◆ Records for processing
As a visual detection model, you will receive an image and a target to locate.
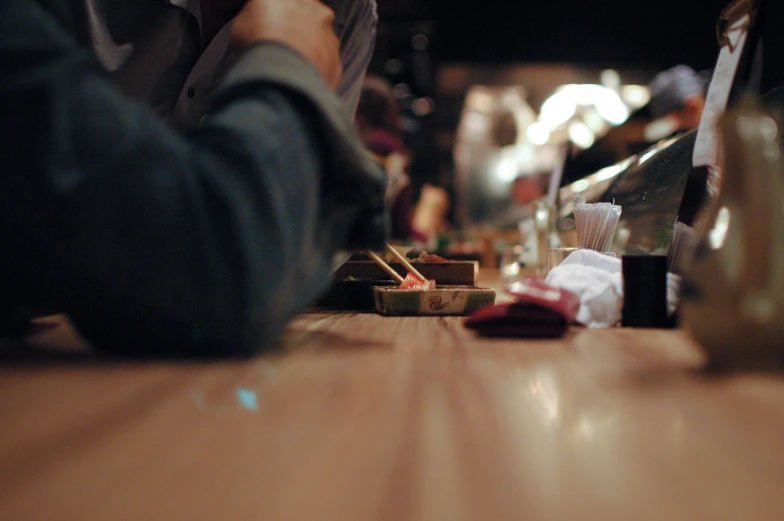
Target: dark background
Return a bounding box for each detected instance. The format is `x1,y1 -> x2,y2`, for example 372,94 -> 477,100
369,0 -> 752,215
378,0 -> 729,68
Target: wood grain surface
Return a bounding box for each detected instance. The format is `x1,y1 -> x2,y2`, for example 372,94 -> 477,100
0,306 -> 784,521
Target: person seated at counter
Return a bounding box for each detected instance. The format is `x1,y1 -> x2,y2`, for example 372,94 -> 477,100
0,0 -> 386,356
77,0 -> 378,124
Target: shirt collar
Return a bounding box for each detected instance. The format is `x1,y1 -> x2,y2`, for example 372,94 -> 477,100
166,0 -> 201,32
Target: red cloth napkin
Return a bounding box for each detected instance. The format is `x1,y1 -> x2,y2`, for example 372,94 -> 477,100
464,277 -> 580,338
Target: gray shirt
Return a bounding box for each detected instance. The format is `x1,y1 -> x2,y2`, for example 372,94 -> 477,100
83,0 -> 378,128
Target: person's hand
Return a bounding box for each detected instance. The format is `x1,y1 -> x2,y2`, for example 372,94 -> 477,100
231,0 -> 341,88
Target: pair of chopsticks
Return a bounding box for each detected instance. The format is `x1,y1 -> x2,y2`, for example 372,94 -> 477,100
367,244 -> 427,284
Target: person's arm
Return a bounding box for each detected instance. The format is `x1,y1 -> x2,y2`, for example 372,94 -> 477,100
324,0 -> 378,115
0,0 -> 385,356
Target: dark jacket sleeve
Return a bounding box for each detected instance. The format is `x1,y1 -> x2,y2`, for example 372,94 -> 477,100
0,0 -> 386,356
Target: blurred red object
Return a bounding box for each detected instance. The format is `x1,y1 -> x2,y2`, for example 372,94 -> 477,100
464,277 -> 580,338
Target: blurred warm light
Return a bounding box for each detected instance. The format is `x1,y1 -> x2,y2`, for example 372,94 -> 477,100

◆ What the task asks
Render all of the material above as a JSON array of strings, with one string per line and blank lines omitted. Leave the pictures out.

◆ Output for this task
[
  "As a visual detection model, you will receive an image and a target to locate.",
  "Target: dark background",
  "Return a bounding box for each detected instance. The format is `x1,y1 -> x2,y2`, for example 372,94 -> 477,100",
  "369,0 -> 752,215",
  "378,0 -> 729,68",
  "Target: wood grain surface",
  "Return a bounding box for each detected instance. The format is `x1,y1 -> x2,y2`, for example 372,94 -> 477,100",
  "0,306 -> 784,521",
  "Target: person seated at counter",
  "Return a bounding box for each detected instance. The format is `x1,y1 -> x2,y2`, for example 372,94 -> 477,100",
  "0,0 -> 386,356",
  "77,0 -> 378,124",
  "Target: shirt collar",
  "Return a bounding box for each detected instance. The format is `x1,y1 -> x2,y2`, for example 372,94 -> 477,100",
  "166,0 -> 201,32",
  "Target: red cloth napkin",
  "Return a bounding box for each detected instance. The format is `x1,y1 -> x2,y2`, for example 372,94 -> 477,100",
  "464,277 -> 580,338",
  "Target: gray shirt",
  "Return a bounding box for each detected instance. The format is `x1,y1 -> x2,y2`, for example 372,94 -> 477,100",
  "83,0 -> 378,128",
  "Target: person's hand",
  "Return a bounding box for each detected instance. The format is `x1,y1 -> x2,y2`, for example 372,94 -> 477,100",
  "231,0 -> 341,88",
  "Target: pair of chopsticks",
  "Return a bounding box for each detected instance. The format is `x1,y1 -> x2,y2`, for example 372,94 -> 477,100",
  "367,244 -> 427,284",
  "Target: person's arm",
  "Return a bounding box for each detected instance. The format is `x1,y1 -> x2,y2`, for example 372,94 -> 477,100",
  "324,0 -> 378,115",
  "0,0 -> 385,356",
  "Target: dark jacket sleeve",
  "Return a bounding box for each detected instance. The format is `x1,y1 -> x2,y2`, for example 372,94 -> 477,100",
  "0,0 -> 386,356",
  "Target: blurred red object",
  "Return a bounding box for each detected instance. The format is `x1,y1 -> x2,y2`, for example 372,94 -> 477,100",
  "464,277 -> 580,338",
  "Target: blurred warm light",
  "Return a bounding box for each detected instance. The format is `x1,y1 -> x2,y2`, for example 372,94 -> 477,100"
]